### What you should do
Please copy the records below word for word, starting with the line that contains "An instance of the concrete" and continuing through the end of the records. Include that first line.

- - - - - - -

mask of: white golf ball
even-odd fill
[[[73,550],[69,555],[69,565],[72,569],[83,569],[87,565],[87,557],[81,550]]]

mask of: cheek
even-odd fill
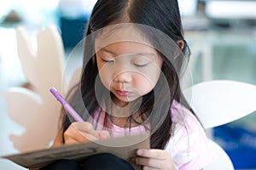
[[[111,74],[110,71],[104,71],[103,70],[99,70],[98,76],[100,76],[100,79],[102,84],[104,85],[104,87],[109,89],[110,83],[111,83]]]
[[[158,77],[150,77],[149,76],[147,76],[146,75],[139,75],[137,78],[135,78],[135,80],[137,81],[134,82],[134,88],[139,91],[141,95],[145,95],[154,88],[158,81]]]

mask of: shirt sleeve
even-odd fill
[[[211,163],[216,155],[196,117],[186,109],[182,112],[183,116],[180,111],[172,110],[172,116],[176,116],[174,132],[165,150],[171,154],[177,169],[199,170]]]

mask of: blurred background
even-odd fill
[[[68,56],[84,37],[95,3],[0,0],[0,93],[26,83],[17,56],[16,26],[24,26],[33,37],[38,29],[56,26]],[[179,5],[192,51],[193,83],[227,79],[256,86],[256,0],[179,0]],[[6,107],[0,94],[0,156],[17,151],[9,139],[10,127],[16,133],[24,130],[9,117]],[[256,113],[252,113],[212,129],[213,139],[230,156],[236,169],[256,169],[255,122]],[[0,169],[23,168],[0,159]]]

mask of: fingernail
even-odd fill
[[[139,156],[142,156],[143,154],[143,150],[137,150],[137,154],[139,155]]]

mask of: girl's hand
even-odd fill
[[[108,131],[96,131],[90,122],[73,122],[64,133],[64,144],[91,142],[108,137]]]
[[[174,170],[171,155],[164,150],[137,150],[133,162],[143,166],[143,170],[148,169],[166,169]]]

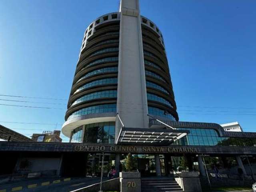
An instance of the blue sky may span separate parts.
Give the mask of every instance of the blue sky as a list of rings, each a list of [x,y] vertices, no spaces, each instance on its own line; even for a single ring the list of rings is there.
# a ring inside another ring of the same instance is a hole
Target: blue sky
[[[59,99],[0,96],[54,104],[0,104],[57,108],[0,105],[0,124],[28,136],[61,129],[84,30],[98,16],[117,11],[119,4],[0,0],[0,94]],[[142,15],[163,35],[180,120],[238,121],[245,131],[256,131],[256,1],[140,4]]]

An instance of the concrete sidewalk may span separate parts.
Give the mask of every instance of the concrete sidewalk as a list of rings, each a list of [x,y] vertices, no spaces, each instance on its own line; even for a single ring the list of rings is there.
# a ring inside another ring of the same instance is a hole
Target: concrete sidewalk
[[[106,178],[104,178],[104,180]],[[0,184],[0,192],[69,192],[100,181],[98,178],[50,178],[32,179]]]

- - - - - - -

### Solution to the exercise
An instance of the concrete sidewalk may span separate parts.
Give the mask of every instance of the concrete sidewalk as a list of rings, each a list of [x,y] vertices, no spaces, each instance on its own line; even for a single ring the list of rings is there.
# a ring inside another ring of the same instance is a hole
Target: concrete sidewalk
[[[106,178],[104,178],[104,180]],[[0,184],[0,192],[69,192],[100,181],[98,178],[50,178],[32,179]]]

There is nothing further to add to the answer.